***** DOCUMENT *****

# Happy hedgies make me =D



## Tishy Tasha (May 30, 2011)

Today we finially found a pet store that sold the comfort wheel [ Talk about annoying! =/ ] .. It seemed like we were going in circles lol. Half the people at the stores would look at me like I was insane. Then pull out a itty bitty rat wheel which caused me to laugh & reply with, My chunker hedgehog wouldn't fit on there even if that is what I was looking for. The guy would get a confused face & then offer me a move around ball.. 10 stores later we found the comfort wheel! lol, then I had fight Nyx to get her in the tub (Think it was more of the opposite lol)so I could clip her back nails. Once all is said & done as well as a wheel lesson.. She stopped hissing when I would pet her or try to gathher her up. Still quilled up haha but progress none the less! It also sounded like she was purring as she ran on the wheel after figuring it out. Then all the stress of the day disappeared & for the first time since having her.. I felt like I was on the right track!

I did havee a question though.. I was just so happy about it, I had to ramble.

When I got her, she had a water bottle & I have been trying to switch her to a bowl. Does anyone have any tips on how to accomplish this? Any help will be deeply appreciated =D


----------



## Hedgieonboard (Nov 15, 2009)

I know that face you were talking about, the confused what are you talking about look lol I'm glad she liked the wheel.

One idea you could try for your switch is to put the bowl underneath the bottle and then she may start drinking from it but will have both so you know she won't go without if she refuses. Once she gets used to the bowl you can take the other out. I lucked out with mine and both took to the bowl instantly and it was one of the first things they did once in their new cages, it seemed like they were there forever drinking that first time.

***** INFORMATION SHOWN *****

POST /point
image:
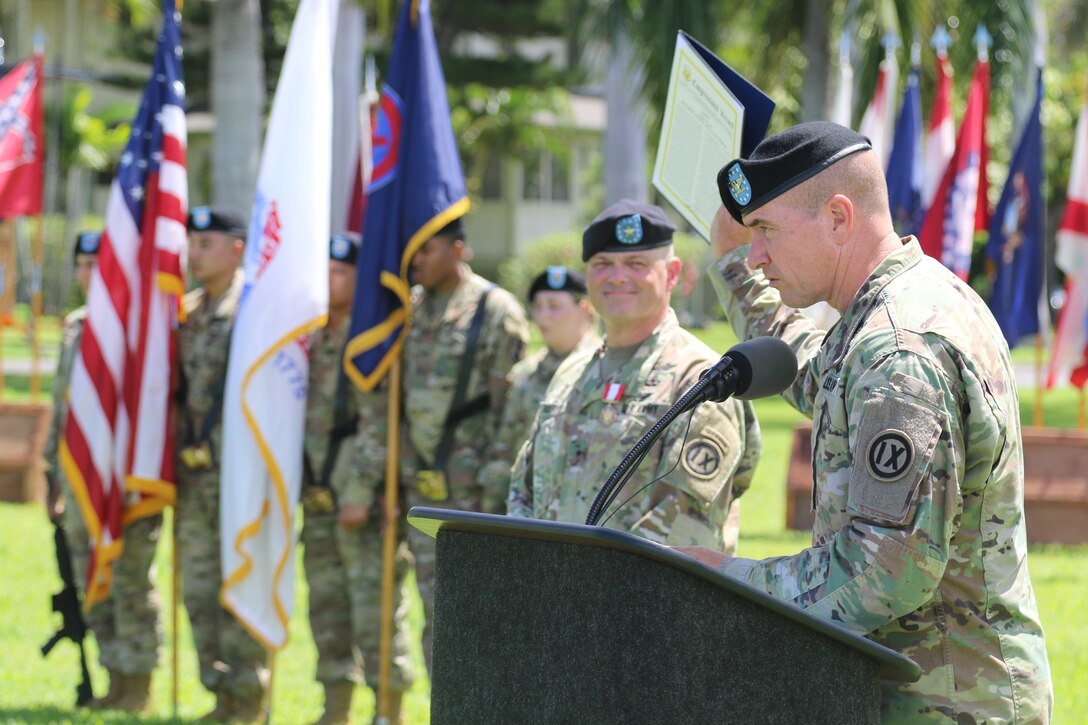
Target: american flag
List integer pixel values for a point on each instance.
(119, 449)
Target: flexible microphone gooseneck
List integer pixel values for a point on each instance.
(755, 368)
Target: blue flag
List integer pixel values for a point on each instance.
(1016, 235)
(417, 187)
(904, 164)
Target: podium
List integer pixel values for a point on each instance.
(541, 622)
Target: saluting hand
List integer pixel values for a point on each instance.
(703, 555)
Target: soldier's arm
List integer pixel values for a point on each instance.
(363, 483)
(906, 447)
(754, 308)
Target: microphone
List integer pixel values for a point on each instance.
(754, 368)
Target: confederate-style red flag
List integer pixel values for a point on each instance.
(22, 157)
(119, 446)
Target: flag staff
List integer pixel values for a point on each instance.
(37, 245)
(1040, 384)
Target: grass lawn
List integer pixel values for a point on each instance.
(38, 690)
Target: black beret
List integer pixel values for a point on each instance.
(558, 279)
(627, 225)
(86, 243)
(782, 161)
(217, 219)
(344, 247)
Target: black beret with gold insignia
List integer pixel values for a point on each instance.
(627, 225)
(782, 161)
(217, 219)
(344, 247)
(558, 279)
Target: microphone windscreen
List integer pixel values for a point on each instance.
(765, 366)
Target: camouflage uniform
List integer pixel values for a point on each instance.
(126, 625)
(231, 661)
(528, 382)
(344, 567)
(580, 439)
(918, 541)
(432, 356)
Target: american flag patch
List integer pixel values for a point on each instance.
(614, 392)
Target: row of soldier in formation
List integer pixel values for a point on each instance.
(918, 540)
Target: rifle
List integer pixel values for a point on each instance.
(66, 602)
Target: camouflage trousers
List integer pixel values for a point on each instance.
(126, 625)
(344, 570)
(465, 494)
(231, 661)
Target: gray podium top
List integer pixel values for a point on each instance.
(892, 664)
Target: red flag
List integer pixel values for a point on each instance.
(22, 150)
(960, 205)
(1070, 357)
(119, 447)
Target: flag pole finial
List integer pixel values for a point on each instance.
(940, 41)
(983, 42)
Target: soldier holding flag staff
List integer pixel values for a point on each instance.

*****

GOAL A
Answer these questions using the hedgehog forum thread:
(i) After how many stores was the comfort wheel finally found?
(ii) What is the name of the hedgehog whose back nails were clipped?
(iii) Where does Hedgieonboard suggest placing the bowl?
GOAL B
Decide whether each statement agrees with the hedgehog forum thread, and quote the words that settle it:
(i) Store staff offered a move around ball.
(ii) The hedgehog was no longer quilled up after the wheel lesson.
(iii) Hedgieonboard's hedgehogs were slow to start using a bowl.
GOAL C
Write the next post in the hedgehog forum thread, following on from its final reply.

RESULT A
(i) Ten stores.
(ii) Nyx.
(iii) Underneath the water bottle.

RESULT B
(i) Yes: "The guy would get a confused face & then offer me a move around ball."
(ii) No: "Still quilled up haha but progress none the less!"
(iii) No: "I lucked out with mine and both took to the bowl instantly"

RESULT C
Good luck with the switch


----------



## Tishy Tasha (May 30, 2011)

Hedgieonboard said:


> I know that face you were talking about, the confused what are you talking about look lol I'm glad she liked the wheel.


Haha I just looked at him like seriously :? , your a petstore that claims to specialize in hedgehogs! :shock: lol Oye



Hedgieonboard said:


> One idea you could try for your switch is to put the bowl underneath the bottle and then she may start drinking from it but will have both so you know she won't go without if she refuses. Once she gets used to the bowl you can take the other out. I lucked out with mine and both took to the bowl instantly and it was one of the first things they did once in their new cages, it seemed like they were there forever drinking that first time.
> 
> Good luck with the switch


Oo that did the trick  , I've been meaning to respond to this thread but have been way busy.. I did that for one night and boom she took to the bowl! So now the bowl is out and I monitor her water every day when I clean out her cage just to make sure! 

Thank you so much for your tip, it worked wonders!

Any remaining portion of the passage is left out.